[Rows from a pointing dataset]
[start]

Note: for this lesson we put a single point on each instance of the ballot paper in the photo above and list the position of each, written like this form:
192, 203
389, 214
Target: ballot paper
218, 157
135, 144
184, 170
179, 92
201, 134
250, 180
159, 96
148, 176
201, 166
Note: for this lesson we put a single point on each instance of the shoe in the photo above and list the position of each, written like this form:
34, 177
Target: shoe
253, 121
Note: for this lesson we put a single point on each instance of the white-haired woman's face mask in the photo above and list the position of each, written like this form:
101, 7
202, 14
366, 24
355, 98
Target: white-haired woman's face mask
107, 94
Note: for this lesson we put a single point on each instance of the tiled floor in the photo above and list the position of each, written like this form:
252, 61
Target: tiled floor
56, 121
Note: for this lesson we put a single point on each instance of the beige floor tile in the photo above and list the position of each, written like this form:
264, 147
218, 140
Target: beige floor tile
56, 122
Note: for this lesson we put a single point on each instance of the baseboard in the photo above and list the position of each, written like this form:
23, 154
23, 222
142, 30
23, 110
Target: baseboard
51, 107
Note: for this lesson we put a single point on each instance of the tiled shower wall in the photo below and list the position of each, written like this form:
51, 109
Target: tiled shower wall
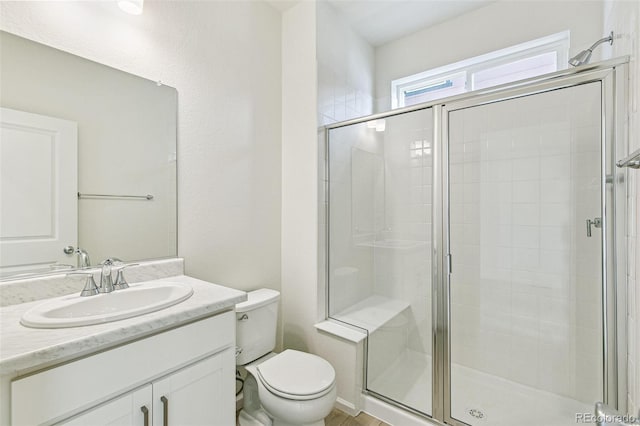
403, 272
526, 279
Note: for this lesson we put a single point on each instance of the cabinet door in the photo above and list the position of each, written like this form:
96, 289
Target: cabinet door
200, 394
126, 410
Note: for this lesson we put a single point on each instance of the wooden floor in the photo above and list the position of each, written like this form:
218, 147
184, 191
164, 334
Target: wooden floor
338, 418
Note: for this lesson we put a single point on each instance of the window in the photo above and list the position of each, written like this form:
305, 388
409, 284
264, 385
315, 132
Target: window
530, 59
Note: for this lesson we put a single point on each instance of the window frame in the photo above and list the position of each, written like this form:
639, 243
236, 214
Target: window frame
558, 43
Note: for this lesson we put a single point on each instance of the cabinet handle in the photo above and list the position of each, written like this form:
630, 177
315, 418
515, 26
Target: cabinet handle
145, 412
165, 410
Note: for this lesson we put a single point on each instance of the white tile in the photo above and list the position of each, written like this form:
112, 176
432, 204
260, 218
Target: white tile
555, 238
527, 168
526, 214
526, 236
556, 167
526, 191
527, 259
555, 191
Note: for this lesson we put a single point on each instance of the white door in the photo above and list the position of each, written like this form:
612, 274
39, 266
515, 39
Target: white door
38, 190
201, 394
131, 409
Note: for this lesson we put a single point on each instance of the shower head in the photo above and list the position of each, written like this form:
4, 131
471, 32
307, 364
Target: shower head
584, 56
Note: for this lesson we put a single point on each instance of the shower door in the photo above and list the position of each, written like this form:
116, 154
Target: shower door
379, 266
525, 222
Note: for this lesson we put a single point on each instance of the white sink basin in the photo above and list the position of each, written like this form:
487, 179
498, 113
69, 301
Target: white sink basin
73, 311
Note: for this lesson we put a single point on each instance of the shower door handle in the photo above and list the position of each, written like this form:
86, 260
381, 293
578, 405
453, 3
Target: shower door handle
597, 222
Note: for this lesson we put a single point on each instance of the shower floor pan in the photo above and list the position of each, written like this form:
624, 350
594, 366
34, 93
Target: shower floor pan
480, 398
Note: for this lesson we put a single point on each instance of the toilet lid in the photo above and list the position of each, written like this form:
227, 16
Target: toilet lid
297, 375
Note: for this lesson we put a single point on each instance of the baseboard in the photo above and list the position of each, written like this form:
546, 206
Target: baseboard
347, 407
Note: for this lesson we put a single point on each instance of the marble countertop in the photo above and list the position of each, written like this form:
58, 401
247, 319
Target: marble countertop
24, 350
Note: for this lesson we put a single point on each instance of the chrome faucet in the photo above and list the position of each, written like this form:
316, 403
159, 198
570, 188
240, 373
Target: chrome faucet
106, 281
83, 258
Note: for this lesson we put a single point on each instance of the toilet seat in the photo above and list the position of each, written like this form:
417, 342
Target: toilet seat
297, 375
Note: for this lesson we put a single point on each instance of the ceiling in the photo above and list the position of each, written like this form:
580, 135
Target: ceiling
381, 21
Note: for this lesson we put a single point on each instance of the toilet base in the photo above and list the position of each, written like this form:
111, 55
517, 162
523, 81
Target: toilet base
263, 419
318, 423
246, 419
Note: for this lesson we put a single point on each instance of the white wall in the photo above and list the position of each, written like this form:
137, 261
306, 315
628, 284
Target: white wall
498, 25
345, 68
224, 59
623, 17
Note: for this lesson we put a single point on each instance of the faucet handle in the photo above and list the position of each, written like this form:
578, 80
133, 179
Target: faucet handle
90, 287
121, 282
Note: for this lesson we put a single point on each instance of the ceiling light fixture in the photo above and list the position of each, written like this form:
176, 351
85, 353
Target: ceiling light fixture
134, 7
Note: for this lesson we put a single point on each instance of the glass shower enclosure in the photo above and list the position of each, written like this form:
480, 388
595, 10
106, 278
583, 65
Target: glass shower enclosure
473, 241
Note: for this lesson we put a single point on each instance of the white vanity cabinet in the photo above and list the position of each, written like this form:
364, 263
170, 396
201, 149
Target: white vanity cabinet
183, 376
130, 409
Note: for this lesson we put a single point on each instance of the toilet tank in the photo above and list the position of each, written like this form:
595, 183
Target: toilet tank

[end]

== Exercise instructions ==
Every line from the one containing "the white wall" through the end of the data must be repeated exactly, and no other line.

== Written answer ==
Note: for this lesson we put a single point on each instance of the white wall in the photo above and list the position of each, written like this form:
137, 261
306, 315
628, 284
Target: white wall
498, 25
345, 68
224, 59
623, 17
Note: for this lesson we put a single point on each instance of the faucet handle in the photo above and list the position of each, written like this form:
578, 80
133, 179
Target: faucet handle
90, 287
121, 282
Note: for this lesson we put a single point on each instance of the ceiling light fixture in the photo above and list the position of each, written like this form:
176, 351
85, 353
Target: ceiling light fixture
134, 7
Note: for this lesson we put a single point on each instance of the glass shower enclosure in the photo above and list the position of each, written like this form:
480, 388
595, 10
106, 278
583, 65
Target: glass shower enclosure
473, 241
Note: for this lesson we put a single point on each instance of the white vanity cabinet in the photo above and list the position of each, written like this form:
364, 263
170, 396
201, 149
Target: white vanity cabinet
183, 376
130, 409
Note: for this lesson we put a single point on each instance of the toilet tank in the photo above and list the position of each, written like this form:
595, 183
Target: toilet tank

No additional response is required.